__Apply what you read__.
A - From the National Book Awards post, list the Texans named among this year's finalists.
B - Write out everything in the National Book Awards post from "NBA Winner Annette" down to "President elect’s name.".

__Selected text__.

◆ ◆ ◆ ◆

Thursday, November 20, 2008

NBA Winner Annette Gordon-Reed on Obama, Texas

The National Book Awards is the book world's equivalent of the Oscars. Last night, the annual black-tie ceremony in New York City took place at the Cipriani Wall Street restaurant – a luxe upgrade over the previous venue of the somewhat threadbare Times Square Marriott Marquis. With tables going or as much as $25,000 each (or about the same annual salary as an editorial assistant makes in a year) there were no cheap seats. From the sound of the speeches, it could have passed for an Obama fundraiser, with most of the speeches invoking the President elect’s name.

This year, 200 publishers submitted 1,258 books to compete for the awards honoring the year's best works of fiction, nonfiction, young people's literature and poetry. Of those, 20 finalists were selected, five in each category. What surprised me is that four of the nominees that graced the list were Texans. Kathi Appelt, Reginald Gibbons, Annette Gordon-Reed and Mark Doty – were all Texans (two native Houstonians, one by proxy, and another from 40 miles north.). And what’s more, Mark Doty and Annette Gordon-Reed won.

◆ ◆ ◆ ◆

__Material provided__.
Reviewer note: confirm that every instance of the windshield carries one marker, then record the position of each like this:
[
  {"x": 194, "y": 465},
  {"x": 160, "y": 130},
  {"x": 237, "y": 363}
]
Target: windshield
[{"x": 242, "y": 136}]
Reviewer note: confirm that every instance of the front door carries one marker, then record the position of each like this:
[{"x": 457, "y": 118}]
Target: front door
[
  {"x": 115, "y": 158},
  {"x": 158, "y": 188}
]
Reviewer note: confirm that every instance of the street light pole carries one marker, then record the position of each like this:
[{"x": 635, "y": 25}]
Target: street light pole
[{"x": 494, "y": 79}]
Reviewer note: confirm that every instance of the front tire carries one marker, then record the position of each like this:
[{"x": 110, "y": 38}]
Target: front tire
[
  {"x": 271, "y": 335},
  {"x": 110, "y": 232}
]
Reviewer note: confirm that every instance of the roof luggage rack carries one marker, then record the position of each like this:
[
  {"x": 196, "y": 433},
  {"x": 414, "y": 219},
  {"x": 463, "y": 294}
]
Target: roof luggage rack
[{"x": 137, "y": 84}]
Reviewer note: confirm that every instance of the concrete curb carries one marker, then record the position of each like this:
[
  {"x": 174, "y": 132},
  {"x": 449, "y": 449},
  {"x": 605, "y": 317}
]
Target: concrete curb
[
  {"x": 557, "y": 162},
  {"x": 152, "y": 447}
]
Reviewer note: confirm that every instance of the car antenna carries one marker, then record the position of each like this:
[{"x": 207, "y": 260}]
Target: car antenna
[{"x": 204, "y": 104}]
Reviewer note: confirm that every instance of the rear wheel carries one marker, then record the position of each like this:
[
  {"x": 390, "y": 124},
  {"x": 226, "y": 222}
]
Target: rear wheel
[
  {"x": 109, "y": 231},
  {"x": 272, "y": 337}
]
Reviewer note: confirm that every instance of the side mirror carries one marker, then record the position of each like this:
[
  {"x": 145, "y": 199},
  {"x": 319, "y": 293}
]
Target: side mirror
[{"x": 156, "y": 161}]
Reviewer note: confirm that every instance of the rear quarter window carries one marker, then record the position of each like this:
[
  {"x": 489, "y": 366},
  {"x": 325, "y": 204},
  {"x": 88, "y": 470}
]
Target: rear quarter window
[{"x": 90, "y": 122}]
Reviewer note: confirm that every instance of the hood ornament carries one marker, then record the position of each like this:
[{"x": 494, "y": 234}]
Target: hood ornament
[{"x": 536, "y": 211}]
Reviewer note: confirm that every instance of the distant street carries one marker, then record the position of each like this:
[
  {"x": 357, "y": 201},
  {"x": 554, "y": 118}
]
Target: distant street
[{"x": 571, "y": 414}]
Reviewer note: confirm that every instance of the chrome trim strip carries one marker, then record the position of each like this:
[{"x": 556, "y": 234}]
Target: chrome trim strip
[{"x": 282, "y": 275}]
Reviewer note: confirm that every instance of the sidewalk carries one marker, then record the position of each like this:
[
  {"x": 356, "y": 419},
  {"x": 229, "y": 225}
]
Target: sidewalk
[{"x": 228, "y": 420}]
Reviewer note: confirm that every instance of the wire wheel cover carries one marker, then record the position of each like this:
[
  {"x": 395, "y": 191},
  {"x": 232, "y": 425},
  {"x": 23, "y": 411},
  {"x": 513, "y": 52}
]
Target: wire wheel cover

◆ ◆ ◆ ◆

__Solutions to each task__.
A - Kathi Appelt, Reginald Gibbons, Annette Gordon-Reed, Mark Doty

B -
NBA Winner Annette Gordon-Reed on Obama, Texas

The National Book Awards is the book world's equivalent of the Oscars. Last night, the annual black-tie ceremony in New York City took place at the Cipriani Wall Street restaurant – a luxe upgrade over the previous venue of the somewhat threadbare Times Square Marriott Marquis. With tables going or as much as $25,000 each (or about the same annual salary as an editorial assistant makes in a year) there were no cheap seats. From the sound of the speeches, it could have passed for an Obama fundraiser, with most of the speeches invoking the President elect’s name.